▸ **What the task asks**
All of the data must be printed exactly; please include every line.

[Point placement records]
[BEGIN]

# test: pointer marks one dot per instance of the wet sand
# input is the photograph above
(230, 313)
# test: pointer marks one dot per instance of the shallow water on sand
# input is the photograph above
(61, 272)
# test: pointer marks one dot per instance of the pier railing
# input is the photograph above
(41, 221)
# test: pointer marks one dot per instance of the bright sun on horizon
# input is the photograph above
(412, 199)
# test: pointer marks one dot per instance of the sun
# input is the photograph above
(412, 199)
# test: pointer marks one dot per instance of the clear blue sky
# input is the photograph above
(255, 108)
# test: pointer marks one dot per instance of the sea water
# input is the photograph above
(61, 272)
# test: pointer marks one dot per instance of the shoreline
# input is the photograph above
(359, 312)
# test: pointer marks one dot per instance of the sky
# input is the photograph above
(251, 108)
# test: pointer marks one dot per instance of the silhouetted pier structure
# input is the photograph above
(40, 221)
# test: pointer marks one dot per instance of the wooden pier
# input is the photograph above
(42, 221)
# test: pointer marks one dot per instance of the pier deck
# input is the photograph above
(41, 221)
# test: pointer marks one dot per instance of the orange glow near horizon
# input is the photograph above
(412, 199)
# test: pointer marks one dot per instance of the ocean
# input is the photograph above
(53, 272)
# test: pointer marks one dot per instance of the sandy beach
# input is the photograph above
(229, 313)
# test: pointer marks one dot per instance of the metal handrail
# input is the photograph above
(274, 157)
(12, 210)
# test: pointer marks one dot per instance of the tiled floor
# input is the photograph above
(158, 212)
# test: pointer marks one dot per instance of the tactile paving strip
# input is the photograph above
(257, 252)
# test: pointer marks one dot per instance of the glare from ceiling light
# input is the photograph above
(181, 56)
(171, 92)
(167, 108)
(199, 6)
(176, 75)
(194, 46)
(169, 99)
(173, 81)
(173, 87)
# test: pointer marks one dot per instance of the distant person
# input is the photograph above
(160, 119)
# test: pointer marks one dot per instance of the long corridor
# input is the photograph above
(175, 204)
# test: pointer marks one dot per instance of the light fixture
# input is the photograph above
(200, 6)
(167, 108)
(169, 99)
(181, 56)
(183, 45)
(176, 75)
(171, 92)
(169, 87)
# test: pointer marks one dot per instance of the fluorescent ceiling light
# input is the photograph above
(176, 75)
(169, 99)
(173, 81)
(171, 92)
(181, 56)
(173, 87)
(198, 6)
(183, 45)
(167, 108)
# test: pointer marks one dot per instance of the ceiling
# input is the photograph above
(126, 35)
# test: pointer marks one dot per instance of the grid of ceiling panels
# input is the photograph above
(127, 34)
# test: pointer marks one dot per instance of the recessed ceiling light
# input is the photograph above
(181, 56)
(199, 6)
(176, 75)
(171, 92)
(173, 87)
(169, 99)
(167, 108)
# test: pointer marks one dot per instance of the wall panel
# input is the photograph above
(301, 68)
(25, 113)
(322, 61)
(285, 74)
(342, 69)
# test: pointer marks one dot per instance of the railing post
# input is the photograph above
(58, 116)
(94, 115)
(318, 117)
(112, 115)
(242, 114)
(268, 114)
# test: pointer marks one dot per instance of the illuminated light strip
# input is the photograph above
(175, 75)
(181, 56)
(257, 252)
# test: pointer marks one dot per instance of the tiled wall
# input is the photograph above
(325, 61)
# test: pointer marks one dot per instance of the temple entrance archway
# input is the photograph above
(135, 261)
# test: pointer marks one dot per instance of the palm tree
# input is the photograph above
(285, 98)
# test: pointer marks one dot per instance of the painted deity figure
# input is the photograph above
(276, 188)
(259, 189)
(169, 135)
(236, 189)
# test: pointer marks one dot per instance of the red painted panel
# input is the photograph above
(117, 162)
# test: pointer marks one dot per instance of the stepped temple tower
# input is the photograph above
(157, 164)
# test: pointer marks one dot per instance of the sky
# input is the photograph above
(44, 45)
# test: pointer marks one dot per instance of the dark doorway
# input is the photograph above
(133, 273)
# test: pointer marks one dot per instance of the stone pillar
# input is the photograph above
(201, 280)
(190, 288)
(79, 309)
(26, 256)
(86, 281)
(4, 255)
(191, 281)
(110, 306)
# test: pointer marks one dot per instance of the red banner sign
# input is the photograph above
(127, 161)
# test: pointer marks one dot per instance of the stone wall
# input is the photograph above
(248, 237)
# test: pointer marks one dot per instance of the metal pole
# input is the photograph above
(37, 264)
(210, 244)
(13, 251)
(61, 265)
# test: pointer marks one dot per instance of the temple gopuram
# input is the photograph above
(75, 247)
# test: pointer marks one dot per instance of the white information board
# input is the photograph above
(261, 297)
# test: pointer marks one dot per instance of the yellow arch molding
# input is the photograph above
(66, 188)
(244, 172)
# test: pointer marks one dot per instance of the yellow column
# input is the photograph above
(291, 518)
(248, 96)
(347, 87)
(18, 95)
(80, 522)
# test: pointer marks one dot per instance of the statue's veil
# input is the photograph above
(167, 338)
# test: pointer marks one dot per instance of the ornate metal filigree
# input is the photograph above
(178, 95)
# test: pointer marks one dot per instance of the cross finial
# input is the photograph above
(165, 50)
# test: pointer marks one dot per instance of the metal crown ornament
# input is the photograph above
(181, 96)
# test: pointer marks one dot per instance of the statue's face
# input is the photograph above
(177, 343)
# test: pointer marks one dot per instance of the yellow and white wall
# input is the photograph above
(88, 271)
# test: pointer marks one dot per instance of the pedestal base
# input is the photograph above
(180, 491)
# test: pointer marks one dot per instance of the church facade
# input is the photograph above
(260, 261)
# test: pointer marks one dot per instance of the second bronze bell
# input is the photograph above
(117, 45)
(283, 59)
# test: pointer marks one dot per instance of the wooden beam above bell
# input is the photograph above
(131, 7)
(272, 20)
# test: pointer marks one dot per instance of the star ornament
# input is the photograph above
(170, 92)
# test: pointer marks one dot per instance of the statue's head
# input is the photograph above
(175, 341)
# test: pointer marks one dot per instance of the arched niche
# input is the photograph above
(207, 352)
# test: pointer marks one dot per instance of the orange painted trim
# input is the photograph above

[END]

▸ **Complete output**
# test: pointer marks one dot per instance of the wet sand
# input is the photograph above
(230, 313)
# test: pointer marks one dot per instance of the shallow water on sand
# input is the photograph above
(61, 272)
# test: pointer marks one dot per instance of the pier railing
# input is the photograph above
(41, 221)
# test: pointer marks one dot per instance of the bright sun on horizon
# input is the photograph above
(412, 199)
# test: pointer marks one dot per instance of the sun
# input is the photograph above
(412, 199)
# test: pointer marks one dot per instance of the clear blue sky
# input is the photograph above
(255, 108)
# test: pointer marks one dot per instance of the sea water
# input is the photograph above
(61, 272)
# test: pointer marks one dot per instance of the shoreline
# input is the photograph above
(359, 312)
# test: pointer marks one dot per instance of the sky
# input is the photograph above
(251, 108)
# test: pointer marks one dot per instance of the silhouetted pier structure
# input is the photograph above
(40, 221)
# test: pointer marks one dot per instance of the wooden pier
# input is the photograph above
(42, 221)
# test: pointer marks one dot per instance of the pier deck
# input is the photograph above
(41, 221)
# test: pointer marks one dot per instance of the orange glow near horizon
# input is the photograph above
(412, 199)
# test: pointer marks one dot per instance of the ocean
# input is the photograph above
(53, 272)
# test: pointer marks one dot per instance of the sandy beach
# input is the photograph above
(229, 313)
# test: pointer marks one dot per instance of the metal handrail
# input is the photograph above
(274, 157)
(12, 210)
# test: pointer marks one dot per instance of the tiled floor
# input is the photograph above
(158, 212)
# test: pointer marks one dot per instance of the tactile paving strip
# input is the photograph above
(257, 252)
# test: pointer marks one dot per instance of the glare from ceiling light
# input is the photograph above
(181, 56)
(171, 92)
(167, 108)
(199, 6)
(176, 75)
(194, 46)
(169, 99)
(173, 81)
(173, 87)
# test: pointer marks one dot per instance of the distant person
# input is the photograph above
(160, 119)
# test: pointer marks one dot per instance of the long corridor
# input is the photograph above
(175, 204)
# test: pointer marks one dot per instance of the light fixture
# input is the photograph above
(200, 6)
(167, 108)
(169, 99)
(181, 56)
(183, 45)
(176, 75)
(171, 92)
(169, 87)
# test: pointer marks one dot per instance of the fluorescent ceiling light
# input is the photograph above
(176, 75)
(169, 99)
(173, 81)
(171, 92)
(181, 56)
(173, 87)
(198, 6)
(183, 45)
(167, 108)
# test: pointer marks one dot per instance of the ceiling
# input is the photograph above
(126, 35)
# test: pointer marks one dot per instance of the grid of ceiling panels
# input is the photograph above
(127, 34)
# test: pointer marks one dot per instance of the recessed ceiling light
# input is the photograph above
(181, 56)
(199, 6)
(176, 75)
(171, 92)
(173, 87)
(169, 99)
(167, 108)
# test: pointer marks one dot per instance of the wall panel
# input is the photograph above
(301, 68)
(25, 113)
(322, 61)
(285, 74)
(342, 69)
# test: pointer marks one dot per instance of the railing post
# input is the photograph above
(58, 116)
(94, 115)
(318, 117)
(112, 115)
(242, 114)
(268, 114)
# test: pointer marks one dot per instance of the illuminated light strip
# input is the photograph above
(175, 75)
(181, 56)
(257, 252)
# test: pointer marks one dot per instance of the tiled wall
# input is the photograph above
(325, 61)
# test: pointer marks one dot per instance of the temple entrance archway
# input is the photograph above
(135, 261)
# test: pointer marks one dot per instance of the palm tree
# input is the photograph above
(285, 98)
# test: pointer marks one dot per instance of the painted deity figure
# input is the photograph above
(276, 188)
(259, 189)
(169, 135)
(236, 189)
# test: pointer marks one dot per instance of the red painted panel
# input is the photograph above
(117, 162)
# test: pointer marks one dot per instance of the stepped temple tower
# input is the photograph above
(157, 164)
# test: pointer marks one dot per instance of the sky
# input is the photograph above
(44, 45)
# test: pointer marks one dot per instance of the dark doorway
# input is the photograph above
(133, 273)
# test: pointer marks one dot per instance of the stone pillar
# input is the photograph above
(201, 280)
(190, 288)
(79, 309)
(26, 256)
(86, 281)
(4, 255)
(191, 281)
(110, 306)
# test: pointer marks one dot per instance of the red banner sign
# input is the photograph above
(127, 161)
# test: pointer marks one dot per instance of the stone wall
# input is the photograph above
(248, 237)
# test: pointer marks one dot per instance of the metal pole
# input is the photograph above
(37, 264)
(210, 244)
(13, 251)
(61, 265)
# test: pointer marks one dot per instance of the temple gopuram
# input is the photograph above
(75, 247)
# test: pointer marks one dot per instance of the white information board
# input is the photograph above
(261, 297)
# test: pointer marks one dot per instance of the yellow arch molding
# input is the photograph above
(66, 188)
(244, 172)
# test: pointer marks one dot per instance of the yellow column
# input is the photograph above
(291, 518)
(248, 96)
(347, 87)
(18, 95)
(80, 522)
# test: pointer marks one dot per instance of the statue's veil
# input is the photograph above
(167, 338)
# test: pointer marks one dot per instance of the ornate metal filigree
# input is the photograph above
(178, 95)
# test: pointer marks one dot per instance of the cross finial
# input is the photograph above
(165, 50)
# test: pointer marks one dot per instance of the metal crown ornament
# input is the photograph above
(181, 96)
# test: pointer marks one dot per instance of the statue's face
# input is the photograph above
(177, 343)
# test: pointer marks one dot per instance of the yellow and white wall
# input is the photograph above
(88, 271)
# test: pointer marks one dot per instance of the pedestal base
# input is the photograph above
(180, 491)
# test: pointer marks one dot per instance of the church facade
# input is the photograph above
(260, 261)
# test: pointer marks one dot per instance of the second bronze bell
# input is the photograph above
(117, 45)
(283, 59)
# test: pointer marks one dot per instance of the wooden beam above bell
# input is the photograph above
(131, 7)
(272, 20)
# test: pointer marks one dot per instance of the star ornament
# input is the photograph above
(170, 92)
# test: pointer marks one dot per instance of the statue's head
# input is the photograph above
(175, 341)
# test: pointer marks one dot per instance of the arched niche
# input is the photograph above
(207, 352)
# test: pointer marks one dot per instance of the orange painted trim
# input is the photograph above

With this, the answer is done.